_Directions for this task_. Rewrite every line from the one holding "target | plain wall" through the last row, inclusive, leaving each line as it is except that every point coordinate is shifted by -36.

_Data records_.
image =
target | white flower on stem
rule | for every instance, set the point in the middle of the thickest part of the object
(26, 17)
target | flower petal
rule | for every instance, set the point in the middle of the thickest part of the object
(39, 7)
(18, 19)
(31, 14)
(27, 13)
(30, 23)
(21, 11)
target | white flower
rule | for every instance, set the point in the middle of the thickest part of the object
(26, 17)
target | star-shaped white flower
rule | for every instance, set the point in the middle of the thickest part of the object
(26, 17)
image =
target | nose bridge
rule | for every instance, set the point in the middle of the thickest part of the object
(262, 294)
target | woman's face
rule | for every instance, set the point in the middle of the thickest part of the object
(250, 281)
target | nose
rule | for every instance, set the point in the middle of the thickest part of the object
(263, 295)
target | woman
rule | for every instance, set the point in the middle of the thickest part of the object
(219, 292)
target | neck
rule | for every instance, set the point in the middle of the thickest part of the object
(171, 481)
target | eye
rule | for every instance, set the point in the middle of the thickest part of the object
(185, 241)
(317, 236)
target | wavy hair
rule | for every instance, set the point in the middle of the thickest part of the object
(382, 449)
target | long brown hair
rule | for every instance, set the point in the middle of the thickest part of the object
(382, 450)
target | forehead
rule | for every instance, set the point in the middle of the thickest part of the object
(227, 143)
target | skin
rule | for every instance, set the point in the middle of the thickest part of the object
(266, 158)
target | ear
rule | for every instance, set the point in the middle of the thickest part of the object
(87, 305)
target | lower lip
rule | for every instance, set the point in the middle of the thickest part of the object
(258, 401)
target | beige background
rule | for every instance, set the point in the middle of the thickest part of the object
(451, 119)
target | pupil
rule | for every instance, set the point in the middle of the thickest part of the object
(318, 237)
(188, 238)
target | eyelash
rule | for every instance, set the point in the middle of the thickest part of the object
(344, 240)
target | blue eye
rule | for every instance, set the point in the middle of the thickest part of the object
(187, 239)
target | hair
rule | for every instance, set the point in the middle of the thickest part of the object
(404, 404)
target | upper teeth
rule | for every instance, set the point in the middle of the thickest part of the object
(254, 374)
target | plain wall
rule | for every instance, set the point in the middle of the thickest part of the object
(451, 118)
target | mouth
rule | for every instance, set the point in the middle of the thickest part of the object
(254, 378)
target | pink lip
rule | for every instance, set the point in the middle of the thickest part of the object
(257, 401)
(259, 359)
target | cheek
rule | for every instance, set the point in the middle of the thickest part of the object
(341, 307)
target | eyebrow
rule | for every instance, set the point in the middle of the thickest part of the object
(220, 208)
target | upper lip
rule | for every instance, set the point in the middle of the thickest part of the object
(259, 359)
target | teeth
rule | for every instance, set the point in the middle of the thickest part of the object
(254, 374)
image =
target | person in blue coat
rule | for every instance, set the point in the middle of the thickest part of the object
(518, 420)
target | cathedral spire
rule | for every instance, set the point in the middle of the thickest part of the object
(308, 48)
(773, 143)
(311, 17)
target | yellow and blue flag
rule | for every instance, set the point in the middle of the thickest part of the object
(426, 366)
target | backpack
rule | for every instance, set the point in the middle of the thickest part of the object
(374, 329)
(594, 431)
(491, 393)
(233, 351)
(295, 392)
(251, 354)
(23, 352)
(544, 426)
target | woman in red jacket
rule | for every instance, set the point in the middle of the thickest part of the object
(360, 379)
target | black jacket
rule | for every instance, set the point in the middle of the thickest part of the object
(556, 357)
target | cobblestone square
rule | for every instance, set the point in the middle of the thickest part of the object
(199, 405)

_Correct answer_.
target | plain wall
rule | for every instance, set the point in the middle of the thickest part of the object
(415, 82)
target | mouth
rule | for every instance, set the point in the middle of the thickest part of the object
(218, 342)
target | pink lip
rule | for every instance, set the point in the middle of the thickest part of the object
(221, 365)
(223, 323)
target | cheek
rule | for every instance, set the point in the middle of the thickest part of the object
(305, 271)
target | eyebrow
rule | for every instance, set the point in the middle of the thickest part of the object
(184, 172)
target | upper lip
rule | for every instance, set the point in the middle of the thickest part of the object
(223, 323)
target | teeth
rule | for every instance, set the point in the middle of the thickest part of the object
(218, 338)
image =
target | person in blue coat
rule | for every instance, set the point in the middle of the thickest part of the object
(482, 384)
target | cathedral spire
rule | for every instance, set the point in the middle of the thickest part of the object
(272, 12)
(737, 107)
(275, -19)
target | yellow and blue flag
rule | for every instance, set the point in the middle of the thickest part of the object
(390, 330)
target | backpack
rule | for every instance, set the point in the middle of the thickest part of the object
(338, 293)
(558, 395)
(455, 357)
(197, 315)
(259, 356)
(215, 318)
(-13, 316)
(508, 390)
target | woman in red jacket
rule | for every instance, set the point in the middle of the thickest part of the object
(324, 343)
target | black jacket
rule | for every instance, set the point in the middle of the thickest part of the object
(520, 321)
target | cobblestone square
rule | for every instance, set the point in the middle of the thickest part of the object
(163, 369)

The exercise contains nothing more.